> [INFORMATION SHOWN]
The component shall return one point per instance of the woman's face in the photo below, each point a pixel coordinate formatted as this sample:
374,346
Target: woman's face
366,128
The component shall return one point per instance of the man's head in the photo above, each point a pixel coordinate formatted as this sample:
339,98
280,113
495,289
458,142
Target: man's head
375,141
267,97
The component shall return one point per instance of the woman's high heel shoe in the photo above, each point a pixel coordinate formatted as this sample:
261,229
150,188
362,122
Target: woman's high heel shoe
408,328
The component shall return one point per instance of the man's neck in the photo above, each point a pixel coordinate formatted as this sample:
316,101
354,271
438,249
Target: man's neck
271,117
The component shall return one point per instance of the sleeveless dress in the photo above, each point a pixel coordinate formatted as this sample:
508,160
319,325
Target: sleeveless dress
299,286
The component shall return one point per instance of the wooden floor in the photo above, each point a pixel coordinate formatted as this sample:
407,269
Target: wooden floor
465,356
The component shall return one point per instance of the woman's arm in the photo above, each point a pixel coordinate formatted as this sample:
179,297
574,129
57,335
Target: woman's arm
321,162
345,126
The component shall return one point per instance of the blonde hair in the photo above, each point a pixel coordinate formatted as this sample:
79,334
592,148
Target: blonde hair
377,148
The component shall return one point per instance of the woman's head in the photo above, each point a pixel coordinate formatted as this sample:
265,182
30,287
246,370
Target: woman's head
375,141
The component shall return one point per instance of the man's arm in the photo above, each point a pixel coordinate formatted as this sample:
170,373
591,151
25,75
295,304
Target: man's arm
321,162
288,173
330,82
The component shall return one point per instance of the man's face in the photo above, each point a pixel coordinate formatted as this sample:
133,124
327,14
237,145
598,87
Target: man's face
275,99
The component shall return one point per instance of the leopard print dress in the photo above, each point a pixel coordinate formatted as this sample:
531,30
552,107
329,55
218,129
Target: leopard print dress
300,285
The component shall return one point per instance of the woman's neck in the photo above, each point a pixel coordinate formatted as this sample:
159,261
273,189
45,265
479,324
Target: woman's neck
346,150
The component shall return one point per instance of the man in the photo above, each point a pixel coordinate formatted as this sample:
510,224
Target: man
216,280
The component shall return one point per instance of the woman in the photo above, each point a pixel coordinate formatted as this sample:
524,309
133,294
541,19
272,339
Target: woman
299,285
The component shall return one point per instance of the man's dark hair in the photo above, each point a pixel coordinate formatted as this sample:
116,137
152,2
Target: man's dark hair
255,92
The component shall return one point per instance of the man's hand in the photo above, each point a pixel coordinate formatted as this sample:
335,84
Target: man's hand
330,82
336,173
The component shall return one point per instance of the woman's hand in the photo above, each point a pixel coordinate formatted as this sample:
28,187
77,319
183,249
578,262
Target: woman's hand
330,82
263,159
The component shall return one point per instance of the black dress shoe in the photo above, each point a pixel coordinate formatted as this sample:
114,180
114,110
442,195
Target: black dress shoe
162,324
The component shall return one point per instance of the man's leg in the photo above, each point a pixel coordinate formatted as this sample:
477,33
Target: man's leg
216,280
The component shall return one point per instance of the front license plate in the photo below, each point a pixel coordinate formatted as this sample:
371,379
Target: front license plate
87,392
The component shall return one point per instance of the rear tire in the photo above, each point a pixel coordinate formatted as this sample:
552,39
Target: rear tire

> [WHAT IS NEEDED]
Say how many lines contain "below" in the material above; the number is the whole answer.

> [RESPONSE TO THE EXERCISE]
2